> [Supplied data]
○ ○ ○ ○

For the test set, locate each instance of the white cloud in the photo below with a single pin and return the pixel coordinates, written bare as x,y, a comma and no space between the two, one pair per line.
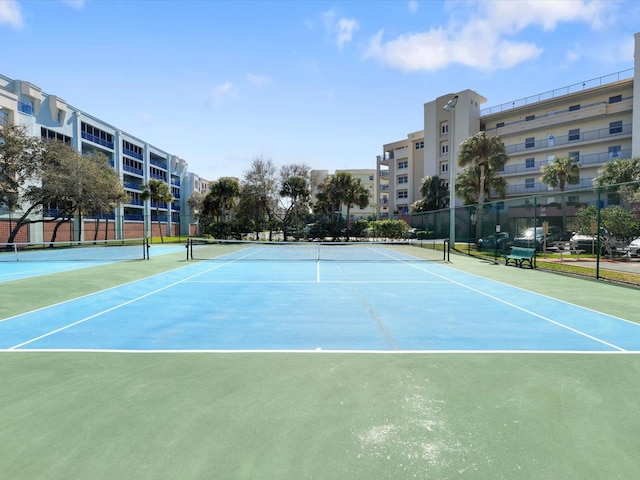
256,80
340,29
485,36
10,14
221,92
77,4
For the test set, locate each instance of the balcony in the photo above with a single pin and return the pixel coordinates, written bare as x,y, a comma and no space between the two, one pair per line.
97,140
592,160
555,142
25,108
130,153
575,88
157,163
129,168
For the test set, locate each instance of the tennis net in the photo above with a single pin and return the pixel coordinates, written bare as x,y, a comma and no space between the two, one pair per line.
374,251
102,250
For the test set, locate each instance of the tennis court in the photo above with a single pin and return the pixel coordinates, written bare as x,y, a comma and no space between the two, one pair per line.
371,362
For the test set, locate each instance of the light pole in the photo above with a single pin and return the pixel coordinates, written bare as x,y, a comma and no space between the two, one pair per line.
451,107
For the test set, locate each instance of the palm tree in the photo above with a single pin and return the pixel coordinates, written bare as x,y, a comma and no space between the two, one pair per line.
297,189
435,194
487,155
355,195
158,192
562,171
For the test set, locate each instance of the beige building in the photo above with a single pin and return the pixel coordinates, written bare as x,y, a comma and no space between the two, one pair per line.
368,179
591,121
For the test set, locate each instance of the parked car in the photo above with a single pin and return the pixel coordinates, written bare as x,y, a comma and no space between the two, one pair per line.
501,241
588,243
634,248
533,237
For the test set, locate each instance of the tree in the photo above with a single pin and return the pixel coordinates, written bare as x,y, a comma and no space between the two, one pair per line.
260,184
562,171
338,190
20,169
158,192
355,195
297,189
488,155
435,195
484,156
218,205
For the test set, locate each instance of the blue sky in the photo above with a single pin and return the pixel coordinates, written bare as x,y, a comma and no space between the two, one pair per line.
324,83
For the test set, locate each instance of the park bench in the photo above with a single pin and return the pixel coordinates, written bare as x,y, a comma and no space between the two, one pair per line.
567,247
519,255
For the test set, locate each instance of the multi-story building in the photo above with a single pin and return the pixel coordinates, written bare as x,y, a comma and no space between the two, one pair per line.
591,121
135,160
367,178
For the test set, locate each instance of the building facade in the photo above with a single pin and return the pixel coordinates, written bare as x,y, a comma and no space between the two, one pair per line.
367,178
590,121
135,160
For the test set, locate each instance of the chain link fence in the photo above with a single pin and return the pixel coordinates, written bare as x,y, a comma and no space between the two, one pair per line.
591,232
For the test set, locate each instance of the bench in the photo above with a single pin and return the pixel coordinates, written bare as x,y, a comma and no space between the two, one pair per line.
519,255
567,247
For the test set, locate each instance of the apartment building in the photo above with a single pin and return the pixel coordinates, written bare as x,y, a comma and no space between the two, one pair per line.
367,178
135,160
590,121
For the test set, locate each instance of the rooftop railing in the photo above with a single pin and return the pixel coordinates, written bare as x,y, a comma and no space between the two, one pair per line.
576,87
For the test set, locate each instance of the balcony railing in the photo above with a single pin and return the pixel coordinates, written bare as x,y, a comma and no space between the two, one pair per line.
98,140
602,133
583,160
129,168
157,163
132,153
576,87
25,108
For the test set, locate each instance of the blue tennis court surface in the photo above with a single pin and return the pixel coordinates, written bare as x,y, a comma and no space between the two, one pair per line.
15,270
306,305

○ ○ ○ ○

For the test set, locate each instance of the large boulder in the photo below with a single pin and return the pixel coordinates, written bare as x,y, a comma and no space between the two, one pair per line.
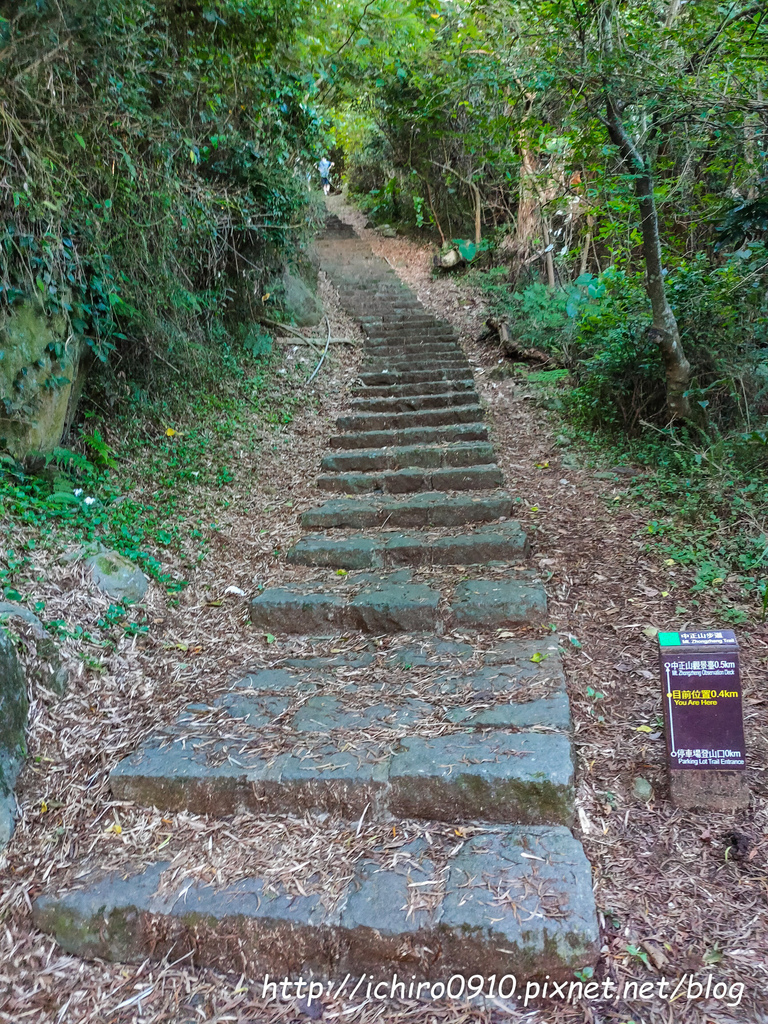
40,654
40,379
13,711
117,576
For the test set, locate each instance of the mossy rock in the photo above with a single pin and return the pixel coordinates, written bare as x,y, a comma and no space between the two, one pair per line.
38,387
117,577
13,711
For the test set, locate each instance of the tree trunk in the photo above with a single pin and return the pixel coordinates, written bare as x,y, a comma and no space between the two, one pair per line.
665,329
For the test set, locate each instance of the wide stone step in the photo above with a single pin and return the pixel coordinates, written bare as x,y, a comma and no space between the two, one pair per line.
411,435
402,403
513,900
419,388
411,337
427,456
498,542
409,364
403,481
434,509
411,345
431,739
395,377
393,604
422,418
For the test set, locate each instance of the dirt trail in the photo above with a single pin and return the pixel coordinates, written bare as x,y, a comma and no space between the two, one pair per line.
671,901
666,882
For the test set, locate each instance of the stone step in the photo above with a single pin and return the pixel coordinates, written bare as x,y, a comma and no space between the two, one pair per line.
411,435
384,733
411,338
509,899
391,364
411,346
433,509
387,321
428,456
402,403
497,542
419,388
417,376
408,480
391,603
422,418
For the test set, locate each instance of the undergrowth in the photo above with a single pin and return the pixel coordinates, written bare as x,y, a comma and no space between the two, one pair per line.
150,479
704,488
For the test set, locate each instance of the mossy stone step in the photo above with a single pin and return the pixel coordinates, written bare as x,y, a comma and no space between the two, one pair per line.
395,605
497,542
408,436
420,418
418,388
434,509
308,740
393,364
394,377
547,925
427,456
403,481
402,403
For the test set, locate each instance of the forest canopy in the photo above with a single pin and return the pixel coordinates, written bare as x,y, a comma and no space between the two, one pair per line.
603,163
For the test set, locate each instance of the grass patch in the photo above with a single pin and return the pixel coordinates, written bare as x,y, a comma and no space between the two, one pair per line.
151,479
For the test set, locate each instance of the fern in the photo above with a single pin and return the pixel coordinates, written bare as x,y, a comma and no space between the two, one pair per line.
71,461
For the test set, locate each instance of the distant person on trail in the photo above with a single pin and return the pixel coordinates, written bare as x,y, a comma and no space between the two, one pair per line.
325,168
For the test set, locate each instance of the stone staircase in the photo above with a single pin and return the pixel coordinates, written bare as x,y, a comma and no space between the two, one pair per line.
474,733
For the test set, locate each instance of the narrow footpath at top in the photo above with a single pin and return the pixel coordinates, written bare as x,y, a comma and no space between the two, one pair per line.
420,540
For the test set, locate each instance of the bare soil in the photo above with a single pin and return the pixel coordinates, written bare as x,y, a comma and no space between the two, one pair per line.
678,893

○ ○ ○ ○

> [Exercise aim]
Pull every line from the data above that contains the string "blue".

> [Result for this exercise]
For the test set, locate each instance of the blue sky in the photo above with a single pin and return the pixel coordinates, written bare as x,y, a comma and no space between the two, one pair per line.
For the test set, locate each instance of the blue tennis court surface in the photo above with a single pin and return the pixel coordinates, written bare as x,y, a comma and no space between the two, one pair per line.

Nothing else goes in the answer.